* **Requirement**
Write out the following listing's lines from the one with "pixel 1328 639" to the one with "pixel 1025 159", exactly, with both included and no others.

--------------------

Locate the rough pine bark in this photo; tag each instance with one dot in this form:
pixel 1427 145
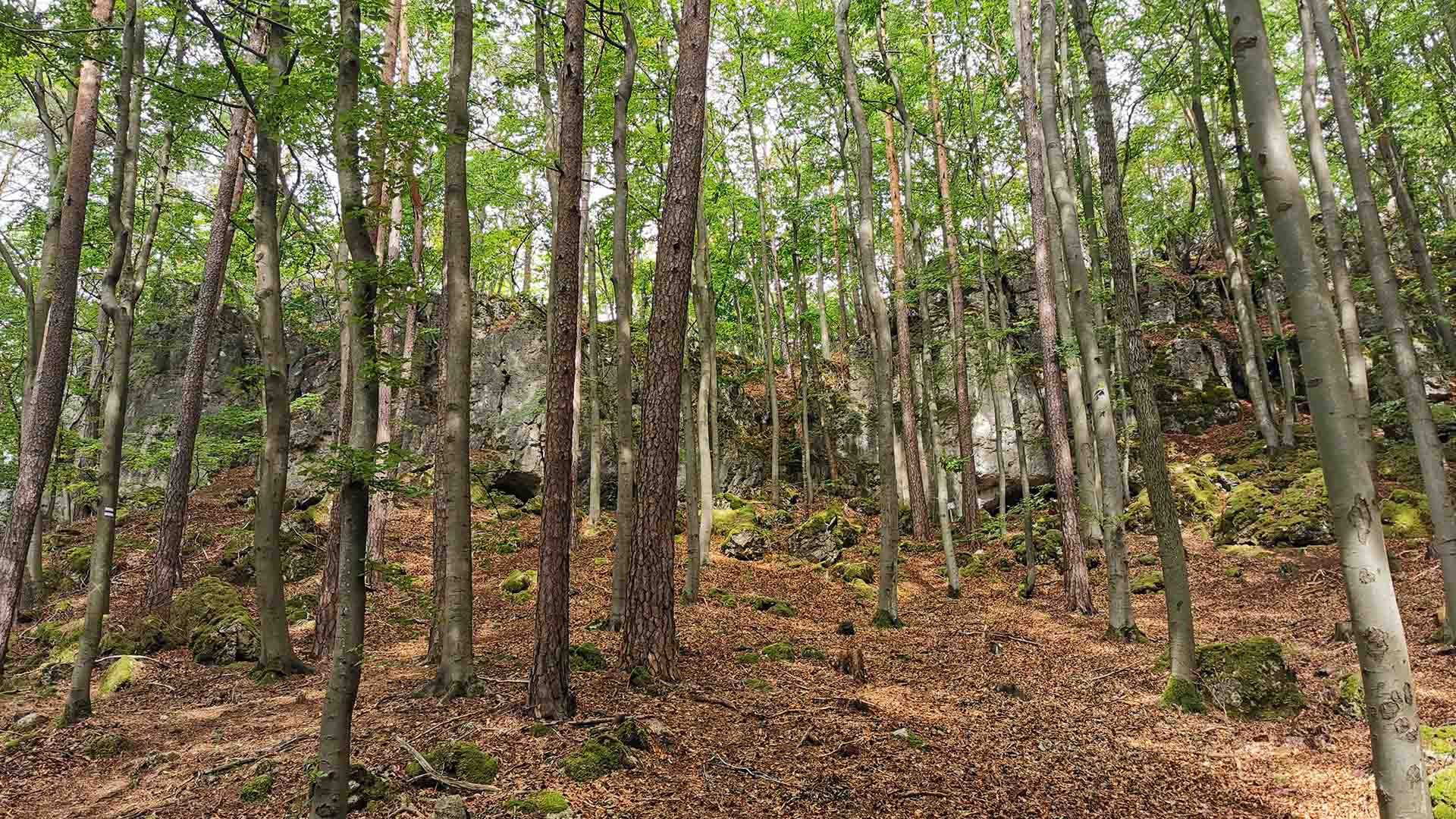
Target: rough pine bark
pixel 887 604
pixel 41 419
pixel 622 284
pixel 1385 664
pixel 1378 259
pixel 549 689
pixel 1075 575
pixel 650 639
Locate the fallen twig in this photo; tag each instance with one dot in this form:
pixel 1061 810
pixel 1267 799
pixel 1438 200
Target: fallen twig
pixel 431 774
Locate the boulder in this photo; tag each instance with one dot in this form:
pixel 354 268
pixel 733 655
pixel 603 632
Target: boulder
pixel 1248 679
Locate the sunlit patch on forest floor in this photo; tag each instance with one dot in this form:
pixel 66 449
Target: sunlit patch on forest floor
pixel 1011 708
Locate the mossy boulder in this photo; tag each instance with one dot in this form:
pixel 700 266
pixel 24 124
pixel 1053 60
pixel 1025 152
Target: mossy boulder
pixel 1248 679
pixel 256 789
pixel 459 761
pixel 824 535
pixel 541 803
pixel 1443 793
pixel 1350 695
pixel 596 758
pixel 1199 491
pixel 587 657
pixel 851 572
pixel 1405 516
pixel 1147 583
pixel 770 605
pixel 118 675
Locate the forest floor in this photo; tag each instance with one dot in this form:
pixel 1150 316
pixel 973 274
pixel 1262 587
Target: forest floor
pixel 1024 710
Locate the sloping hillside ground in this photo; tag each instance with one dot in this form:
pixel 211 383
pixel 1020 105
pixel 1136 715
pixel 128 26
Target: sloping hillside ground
pixel 1003 707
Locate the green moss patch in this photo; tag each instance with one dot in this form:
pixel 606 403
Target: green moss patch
pixel 457 760
pixel 595 758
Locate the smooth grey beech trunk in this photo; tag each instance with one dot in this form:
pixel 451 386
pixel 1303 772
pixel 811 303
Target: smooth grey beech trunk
pixel 1378 257
pixel 1385 665
pixel 1329 209
pixel 118 299
pixel 887 605
pixel 1133 352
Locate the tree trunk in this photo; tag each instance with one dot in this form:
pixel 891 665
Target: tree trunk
pixel 650 640
pixel 622 279
pixel 1141 388
pixel 1332 213
pixel 327 613
pixel 275 656
pixel 455 675
pixel 549 691
pixel 887 605
pixel 1090 347
pixel 166 566
pixel 123 210
pixel 42 414
pixel 1379 634
pixel 1075 575
pixel 919 515
pixel 1378 257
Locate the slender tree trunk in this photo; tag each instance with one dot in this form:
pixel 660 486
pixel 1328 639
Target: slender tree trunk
pixel 275 656
pixel 887 607
pixel 1090 347
pixel 549 691
pixel 1378 257
pixel 123 210
pixel 650 639
pixel 1385 665
pixel 327 613
pixel 166 566
pixel 622 278
pixel 1133 352
pixel 455 675
pixel 1075 575
pixel 329 792
pixel 1332 213
pixel 919 515
pixel 42 414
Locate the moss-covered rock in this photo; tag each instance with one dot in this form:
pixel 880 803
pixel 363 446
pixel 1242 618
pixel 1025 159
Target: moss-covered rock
pixel 770 605
pixel 1248 679
pixel 256 789
pixel 1405 516
pixel 1439 739
pixel 118 675
pixel 541 803
pixel 1443 793
pixel 459 761
pixel 587 657
pixel 1350 697
pixel 1147 583
pixel 824 535
pixel 596 758
pixel 1197 494
pixel 781 651
pixel 851 572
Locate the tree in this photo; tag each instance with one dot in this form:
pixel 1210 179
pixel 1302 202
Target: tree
pixel 1429 449
pixel 1075 577
pixel 549 691
pixel 650 639
pixel 329 792
pixel 42 411
pixel 120 290
pixel 887 604
pixel 1385 665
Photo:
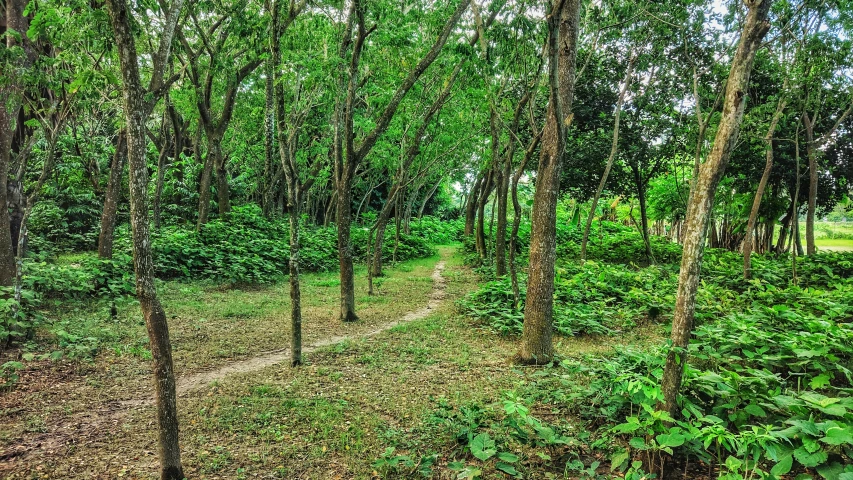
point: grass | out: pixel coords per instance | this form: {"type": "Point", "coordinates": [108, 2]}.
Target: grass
{"type": "Point", "coordinates": [328, 419]}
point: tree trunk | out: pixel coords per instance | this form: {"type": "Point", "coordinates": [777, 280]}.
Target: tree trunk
{"type": "Point", "coordinates": [702, 199]}
{"type": "Point", "coordinates": [480, 234]}
{"type": "Point", "coordinates": [344, 220]}
{"type": "Point", "coordinates": [111, 198]}
{"type": "Point", "coordinates": [427, 197]}
{"type": "Point", "coordinates": [536, 341]}
{"type": "Point", "coordinates": [762, 184]}
{"type": "Point", "coordinates": [269, 132]}
{"type": "Point", "coordinates": [222, 192]}
{"type": "Point", "coordinates": [613, 149]}
{"type": "Point", "coordinates": [137, 111]}
{"type": "Point", "coordinates": [516, 220]}
{"type": "Point", "coordinates": [213, 152]}
{"type": "Point", "coordinates": [158, 188]}
{"type": "Point", "coordinates": [471, 207]}
{"type": "Point", "coordinates": [812, 154]}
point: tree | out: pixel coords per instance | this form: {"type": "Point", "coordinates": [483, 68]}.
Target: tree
{"type": "Point", "coordinates": [755, 26]}
{"type": "Point", "coordinates": [536, 343]}
{"type": "Point", "coordinates": [137, 109]}
{"type": "Point", "coordinates": [348, 156]}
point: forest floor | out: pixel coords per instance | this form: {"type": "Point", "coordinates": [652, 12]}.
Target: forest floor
{"type": "Point", "coordinates": [244, 412]}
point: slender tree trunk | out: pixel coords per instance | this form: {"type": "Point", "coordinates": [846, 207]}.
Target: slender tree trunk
{"type": "Point", "coordinates": [213, 152]}
{"type": "Point", "coordinates": [137, 112]}
{"type": "Point", "coordinates": [516, 220]}
{"type": "Point", "coordinates": [480, 233]}
{"type": "Point", "coordinates": [269, 132]}
{"type": "Point", "coordinates": [471, 207]}
{"type": "Point", "coordinates": [702, 199]}
{"type": "Point", "coordinates": [344, 220]}
{"type": "Point", "coordinates": [762, 184]}
{"type": "Point", "coordinates": [626, 83]}
{"type": "Point", "coordinates": [111, 198]}
{"type": "Point", "coordinates": [162, 162]}
{"type": "Point", "coordinates": [811, 153]}
{"type": "Point", "coordinates": [222, 191]}
{"type": "Point", "coordinates": [536, 337]}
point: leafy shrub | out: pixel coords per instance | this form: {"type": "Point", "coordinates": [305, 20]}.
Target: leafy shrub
{"type": "Point", "coordinates": [249, 248]}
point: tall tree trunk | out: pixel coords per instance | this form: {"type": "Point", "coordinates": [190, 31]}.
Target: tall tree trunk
{"type": "Point", "coordinates": [762, 184]}
{"type": "Point", "coordinates": [614, 146]}
{"type": "Point", "coordinates": [269, 131]}
{"type": "Point", "coordinates": [702, 198]}
{"type": "Point", "coordinates": [644, 212]}
{"type": "Point", "coordinates": [111, 197]}
{"type": "Point", "coordinates": [136, 112]}
{"type": "Point", "coordinates": [811, 153]}
{"type": "Point", "coordinates": [471, 207]}
{"type": "Point", "coordinates": [480, 234]}
{"type": "Point", "coordinates": [213, 152]}
{"type": "Point", "coordinates": [223, 193]}
{"type": "Point", "coordinates": [516, 220]}
{"type": "Point", "coordinates": [427, 197]}
{"type": "Point", "coordinates": [162, 161]}
{"type": "Point", "coordinates": [343, 219]}
{"type": "Point", "coordinates": [536, 338]}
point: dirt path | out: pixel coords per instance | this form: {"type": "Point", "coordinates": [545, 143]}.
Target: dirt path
{"type": "Point", "coordinates": [199, 380]}
{"type": "Point", "coordinates": [89, 427]}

--------------------

* **Task output**
pixel 1328 639
Target: slender tree trunk
pixel 275 656
pixel 887 607
pixel 1090 347
pixel 549 691
pixel 1378 257
pixel 123 210
pixel 650 639
pixel 1385 665
pixel 327 613
pixel 166 566
pixel 622 278
pixel 1133 352
pixel 455 675
pixel 1075 575
pixel 329 792
pixel 1332 213
pixel 919 515
pixel 42 414
Locate the moss-covered rock in this photo; tag each instance with one dot in this form:
pixel 880 803
pixel 363 446
pixel 1242 618
pixel 1025 159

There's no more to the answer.